This can be used to compare if two quaternions contain similar elements. It works best when comparing with a known value. The max_abs_diff that should be used used depends on the values being compared against.

For more see comparing floating point numbers.

pub fn lerp(self, end: Self, s: f64) -> Self

Performs a linear interpolation between self and rhs based on the value s.

When s is 0.0, the result will be equal to self. When s is 1.0, the result will be equal to rhs.

Panics

Will panic if self or end are not normalized when glam_assert is enabled.

pub fn slerp(self, end: Self, s: f64) -> Self

Performs a spherical linear interpolation between self and end based on the value s.

When s is 0.0, the result will be equal to self. When s is 1.0, the result will be equal to end.

Panics

Will panic if self or end are not normalized when glam_assert is enabled.

pub fn mul_vec3(self, rhs: DVec3) -> DVec3

Multiplies a quaternion and a 3D vector, returning the rotated vector.

Panics

Will panic if self is not normalized when glam_assert is enabled.

pub fn mul_quat(self, rhs: Self) -> Self

Multiplies two quaternions. If they each represent a rotation, the result will represent the combined rotation.

Note that due to floating point rounding the result may not be perfectly normalized.

Panics

Will panic if self or rhs are not normalized when glam_assert is enabled.

pub fn from_affine3(a: &DAffine3) -> Self

Creates a quaternion from a 3x3 rotation matrix inside a 3D affine transform.

pub fn as_f32(self) -> Quat

Trait Implementations

impl Add<DQuat> for DQuat

fn add(self, rhs: Self) -> Self

Adds two quaternions.

The sum is not guaranteed to be normalized.

Note that addition is not the same as combining the rotations represented by the two quaternions! That corresponds to multiplication.

type Output = DQuat

The resulting type after applying the + operator.

impl AsRef<[f64; 4]> for DQuat

fn as_ref(&self) -> &[f64; 4]

Converts this type into a shared reference of the (usually inferred) input type.

● **Entries**:
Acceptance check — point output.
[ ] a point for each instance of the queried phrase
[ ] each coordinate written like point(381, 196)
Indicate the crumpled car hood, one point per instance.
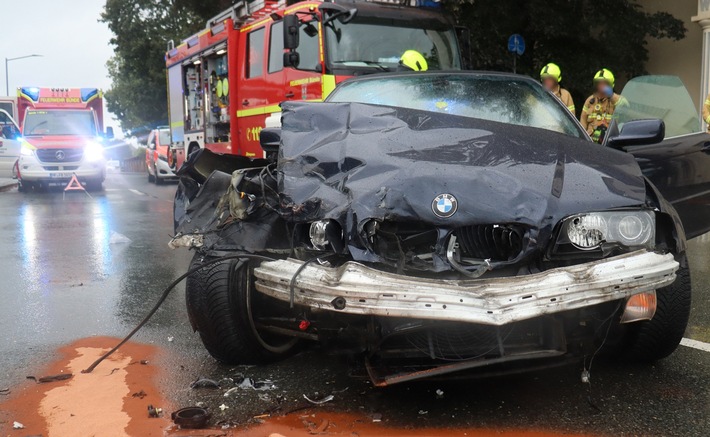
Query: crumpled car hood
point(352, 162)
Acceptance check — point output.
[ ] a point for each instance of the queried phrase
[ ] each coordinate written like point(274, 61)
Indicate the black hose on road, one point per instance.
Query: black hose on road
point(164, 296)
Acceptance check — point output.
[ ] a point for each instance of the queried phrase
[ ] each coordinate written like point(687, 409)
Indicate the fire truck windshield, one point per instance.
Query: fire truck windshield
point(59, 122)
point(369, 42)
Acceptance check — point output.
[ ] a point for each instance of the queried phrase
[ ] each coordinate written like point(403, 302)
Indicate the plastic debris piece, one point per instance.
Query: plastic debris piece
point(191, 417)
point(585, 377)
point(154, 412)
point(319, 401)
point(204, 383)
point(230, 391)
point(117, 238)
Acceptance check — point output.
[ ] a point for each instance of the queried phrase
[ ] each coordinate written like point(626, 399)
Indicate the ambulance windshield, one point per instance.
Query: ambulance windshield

● **Requirements**:
(1) List the name of every function in the quaternion documentation that is declared with "pub fn".
(2) Switch "Indicate" to "Mark" in the entries, starting with their first line and going on through the line with "point(369, 42)". Leave the pictures out and keep everything else unchanged.
The entries are unrelated to the quaternion documentation.

● **Expected responses**:
(1) lerp, slerp, mul_vec3, mul_quat, from_affine3, as_f32

(2)
Acceptance check — point output.
[ ] a point for each instance of the queried phrase
[ ] each coordinate written like point(381, 196)
Mark the crumpled car hood, one point per instance.
Query: crumpled car hood
point(352, 162)
Acceptance check — point output.
[ ] a point for each instance of the queried phrase
[ ] each coordinate written like point(274, 61)
Mark the black hose on road, one point per instance.
Query: black hose on road
point(164, 296)
Acceptance check — point output.
[ ] a point for each instance of the queried phrase
[ ] each coordinate written like point(687, 409)
Mark the fire truck windshield, one point per instance.
Query: fire truck windshield
point(59, 122)
point(369, 42)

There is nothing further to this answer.